Problem requirements
Please give back the listing exactly as it reads.

--------------------------------

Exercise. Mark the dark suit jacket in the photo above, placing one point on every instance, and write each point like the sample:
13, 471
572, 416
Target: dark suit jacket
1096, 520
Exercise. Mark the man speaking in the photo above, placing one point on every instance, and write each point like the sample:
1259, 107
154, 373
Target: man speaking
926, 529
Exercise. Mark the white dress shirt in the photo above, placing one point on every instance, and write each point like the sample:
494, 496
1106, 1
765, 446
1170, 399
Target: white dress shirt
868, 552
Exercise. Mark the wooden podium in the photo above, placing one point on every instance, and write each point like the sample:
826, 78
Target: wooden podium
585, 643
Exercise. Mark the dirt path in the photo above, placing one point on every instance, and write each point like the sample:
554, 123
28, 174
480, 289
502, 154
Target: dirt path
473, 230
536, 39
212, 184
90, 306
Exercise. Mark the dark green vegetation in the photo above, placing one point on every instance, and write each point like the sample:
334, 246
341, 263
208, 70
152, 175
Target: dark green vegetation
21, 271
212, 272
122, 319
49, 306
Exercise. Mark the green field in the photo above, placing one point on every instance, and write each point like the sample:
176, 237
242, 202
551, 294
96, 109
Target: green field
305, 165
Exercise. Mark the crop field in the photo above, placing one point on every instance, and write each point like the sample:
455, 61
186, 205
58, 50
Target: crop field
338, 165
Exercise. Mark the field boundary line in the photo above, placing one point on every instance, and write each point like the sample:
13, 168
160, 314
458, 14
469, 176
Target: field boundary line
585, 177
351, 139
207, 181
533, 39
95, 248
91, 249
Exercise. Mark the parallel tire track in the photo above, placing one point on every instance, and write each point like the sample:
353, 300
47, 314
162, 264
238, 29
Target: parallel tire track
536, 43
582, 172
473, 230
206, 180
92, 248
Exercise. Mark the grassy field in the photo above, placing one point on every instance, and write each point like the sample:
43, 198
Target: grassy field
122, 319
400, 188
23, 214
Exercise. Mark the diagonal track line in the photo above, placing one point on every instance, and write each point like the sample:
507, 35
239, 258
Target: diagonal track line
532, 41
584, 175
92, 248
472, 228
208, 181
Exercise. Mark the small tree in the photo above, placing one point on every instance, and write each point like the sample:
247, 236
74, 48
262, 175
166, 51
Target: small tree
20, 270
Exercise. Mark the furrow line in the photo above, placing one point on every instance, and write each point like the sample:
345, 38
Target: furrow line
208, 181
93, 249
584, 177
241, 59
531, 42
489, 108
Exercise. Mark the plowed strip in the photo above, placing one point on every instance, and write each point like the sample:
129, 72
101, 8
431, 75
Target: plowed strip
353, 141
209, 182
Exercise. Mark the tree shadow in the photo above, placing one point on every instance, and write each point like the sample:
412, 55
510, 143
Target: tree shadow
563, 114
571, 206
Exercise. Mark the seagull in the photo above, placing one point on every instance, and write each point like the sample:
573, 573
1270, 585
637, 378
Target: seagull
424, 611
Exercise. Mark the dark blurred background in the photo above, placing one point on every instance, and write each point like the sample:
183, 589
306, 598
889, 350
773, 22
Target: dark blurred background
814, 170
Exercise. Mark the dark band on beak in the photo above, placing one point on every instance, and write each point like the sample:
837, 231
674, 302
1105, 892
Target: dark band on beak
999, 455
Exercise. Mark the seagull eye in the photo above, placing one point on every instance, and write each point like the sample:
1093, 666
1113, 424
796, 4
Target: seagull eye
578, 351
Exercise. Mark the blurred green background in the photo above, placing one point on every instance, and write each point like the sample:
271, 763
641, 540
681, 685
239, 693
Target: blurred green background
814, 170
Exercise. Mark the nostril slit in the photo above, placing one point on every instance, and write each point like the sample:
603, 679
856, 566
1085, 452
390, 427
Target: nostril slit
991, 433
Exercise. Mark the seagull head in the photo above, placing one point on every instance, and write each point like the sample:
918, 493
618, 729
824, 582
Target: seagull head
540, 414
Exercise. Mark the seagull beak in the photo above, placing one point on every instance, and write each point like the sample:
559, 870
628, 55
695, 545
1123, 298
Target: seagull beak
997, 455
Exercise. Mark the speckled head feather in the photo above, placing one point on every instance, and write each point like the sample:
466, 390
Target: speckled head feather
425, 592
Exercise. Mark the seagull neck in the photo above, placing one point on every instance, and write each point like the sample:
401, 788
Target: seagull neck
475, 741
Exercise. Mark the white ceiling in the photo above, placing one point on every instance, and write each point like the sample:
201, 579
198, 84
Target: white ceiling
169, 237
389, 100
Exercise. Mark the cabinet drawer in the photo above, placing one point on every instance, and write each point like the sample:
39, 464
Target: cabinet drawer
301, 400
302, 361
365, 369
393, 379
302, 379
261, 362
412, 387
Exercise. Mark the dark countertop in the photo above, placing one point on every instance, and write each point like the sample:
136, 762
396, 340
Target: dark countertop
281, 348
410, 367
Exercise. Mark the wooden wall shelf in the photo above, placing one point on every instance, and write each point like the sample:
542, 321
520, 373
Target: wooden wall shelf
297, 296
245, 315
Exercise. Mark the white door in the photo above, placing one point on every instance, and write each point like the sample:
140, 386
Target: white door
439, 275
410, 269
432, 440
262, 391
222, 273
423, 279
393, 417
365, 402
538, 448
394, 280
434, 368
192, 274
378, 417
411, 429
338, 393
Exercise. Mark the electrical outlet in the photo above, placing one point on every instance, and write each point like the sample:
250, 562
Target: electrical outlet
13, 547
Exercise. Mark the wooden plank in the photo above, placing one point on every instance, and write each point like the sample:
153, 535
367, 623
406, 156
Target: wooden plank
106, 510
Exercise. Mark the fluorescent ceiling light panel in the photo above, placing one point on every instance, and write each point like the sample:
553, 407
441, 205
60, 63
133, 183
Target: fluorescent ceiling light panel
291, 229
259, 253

--------------------------------

Worked solution
Exercise. Mark the dark suit jacket in the photo above, placing one point on every instance, and write each point like the sample:
13, 471
572, 416
Target: dark suit jacket
1096, 520
Exercise. Mark the man speaking in the photo above, placing one point on every instance, and write each point like the sample:
1259, 107
154, 373
Target: man speaking
926, 529
Exercise. Mark the white dress shirt in the photo above, placing one point on every instance, and write each point like the sample:
494, 496
1106, 1
765, 446
1170, 399
Target: white dress shirt
868, 552
Exercise. Mark the wooden podium in the photo above, placing one point on every instance, and write each point like the sample:
826, 78
Target: wooden podium
585, 643
Exercise. Mark the dirt path in the photo above, placing one point on every instance, and write each point like the sample:
554, 123
28, 174
480, 289
502, 154
Target: dirt path
473, 230
536, 39
212, 184
90, 306
Exercise. Mark the dark green vegetation in the photo above, placing one point on every instance, and write each point like the sample:
334, 246
341, 263
208, 70
152, 175
Target: dark green vegetation
21, 271
212, 272
122, 319
49, 306
Exercise. Mark the green field in the photo above, placing one point on every instance, and write each point like the sample:
176, 237
242, 202
551, 294
96, 109
Target: green field
305, 165
Exercise. Mark the crop field in the photo above, placing one point on every instance, and write each point like the sample:
455, 61
186, 205
58, 50
Target: crop field
338, 165
Exercise. Mark the field boundary line in the photo above, placing one point on every instance, and write each point like the sample:
13, 168
160, 314
458, 14
469, 176
Target: field boundary line
585, 177
351, 139
207, 181
533, 39
95, 248
91, 249
Exercise. Mark the parallel tire track in the photo above, placing one point on every instance, and write each point like the sample:
353, 300
47, 314
162, 264
238, 29
Target: parallel tire track
536, 43
582, 172
473, 230
206, 180
92, 248
Exercise. Mark the grassy field in the photo above, placing one point on every instance, and write each point like the sample:
43, 198
Target: grassy field
122, 319
400, 188
23, 214
Exercise. Mark the diagonal track line in the photo above, placing one point on every instance, and write each point like the sample:
507, 35
239, 258
Target: diagonal track line
532, 41
584, 175
92, 248
472, 228
208, 181
Exercise. Mark the small tree in the photo above, placing one point on every instance, and write each point like the sample:
247, 236
74, 48
262, 175
166, 51
Target: small tree
20, 270
Exercise. Mark the furrow line in the photo above, placing one point on every instance, and write each point like the sample:
345, 38
Target: furrow line
208, 181
93, 249
584, 177
241, 59
531, 42
489, 108
Exercise. Mark the plowed strip in the photo above, placing one point on every instance, and write each point like the sample:
129, 72
101, 8
431, 75
Target: plowed strip
353, 141
209, 182
Exercise. Mark the tree shadow in the photo above, placing one point on every instance, and write each point like the sample:
412, 55
510, 143
Target: tree shadow
563, 114
571, 206
Exercise. Mark the seagull in the photo above, placing one point on every instance, and write each point like the sample:
573, 573
1270, 585
637, 378
Target: seagull
424, 611
Exercise. Mark the dark blurred background in the photo above, placing one point on every instance, and write each point like the sample:
183, 589
306, 598
889, 350
773, 22
Target: dark blurred background
814, 170
Exercise. Mark the dark band on beak in the photo above, placing one point on every instance, and write each point like the sample:
837, 231
674, 302
1105, 892
Target: dark band on beak
999, 455
Exercise. Mark the seagull eye in the photo above, placing one point on every instance, and write each point like the sample:
1093, 666
1113, 424
796, 4
Target: seagull eye
578, 351
Exercise. Mark the blurred green background in the photo above, placing one point on every instance, and write each point like the sample:
271, 763
641, 540
681, 685
239, 693
Target: blurred green background
814, 170
Exercise. Mark the nostril slit in the photo above, placing one point on every instance, and write each point like the sample:
603, 679
856, 566
1085, 452
390, 427
Target: nostril slit
991, 433
Exercise. Mark the seagull head in the photo above, placing one point on every instance, and write each point like the sample:
918, 493
618, 729
824, 582
Target: seagull head
540, 414
Exercise. Mark the seagull beak in the photo above, placing one point on every instance, and write each point like the sample:
559, 870
628, 55
695, 545
1123, 298
Target: seagull beak
997, 455
Exercise. Mark the speckled head feather in the photo above, placing one point on every instance, and write each point like the sample:
466, 390
Target: speckled head feather
425, 592
Exercise. Mark the seagull neck in the photo above, placing one point on every instance, and write each point like the sample:
401, 788
Target: seagull neck
475, 741
Exercise. Mark the white ceiling in the photo above, placing one point on every instance, and write each point like the sample:
201, 579
198, 84
Target: white ceiling
169, 237
389, 100
Exercise. Mark the cabinet drawer in the photo above, placing one point on every instance, and write each point like the sample:
39, 464
Target: cabinet drawer
301, 400
302, 361
365, 369
393, 379
302, 379
261, 362
412, 387
Exercise. Mark the dark countertop in the photo above, placing one point on every instance, and write each point like the sample:
136, 762
396, 340
Target: dark countertop
281, 348
410, 367
Exercise. Mark the wooden wall shelf in the photo above, placing one point on every instance, and write each point like the sample:
542, 321
520, 373
Target: wooden wall shelf
297, 296
245, 315
Exercise. Mark the white door in the photo above, placing one point on every instance, and write each point like the sample:
140, 386
Target: white door
439, 275
410, 269
432, 440
262, 391
222, 273
423, 279
393, 417
365, 402
538, 448
394, 280
434, 368
192, 274
378, 417
411, 429
338, 393
Exercise. Mark the electrical outlet in the photo above, placing one point on every instance, and write each point like the sample:
250, 562
Target: electrical outlet
13, 547
Exercise. Mark the wooden plank in the photo above, placing one point on every instance, and write each point like the sample:
153, 535
367, 623
406, 156
Target: wooden plank
106, 510
Exercise. Mark the fluorescent ceiling light panel in the photo above, placing one point on every instance, and write each point like the sample:
553, 407
441, 205
60, 63
133, 183
Target: fluorescent ceiling light panel
291, 229
259, 253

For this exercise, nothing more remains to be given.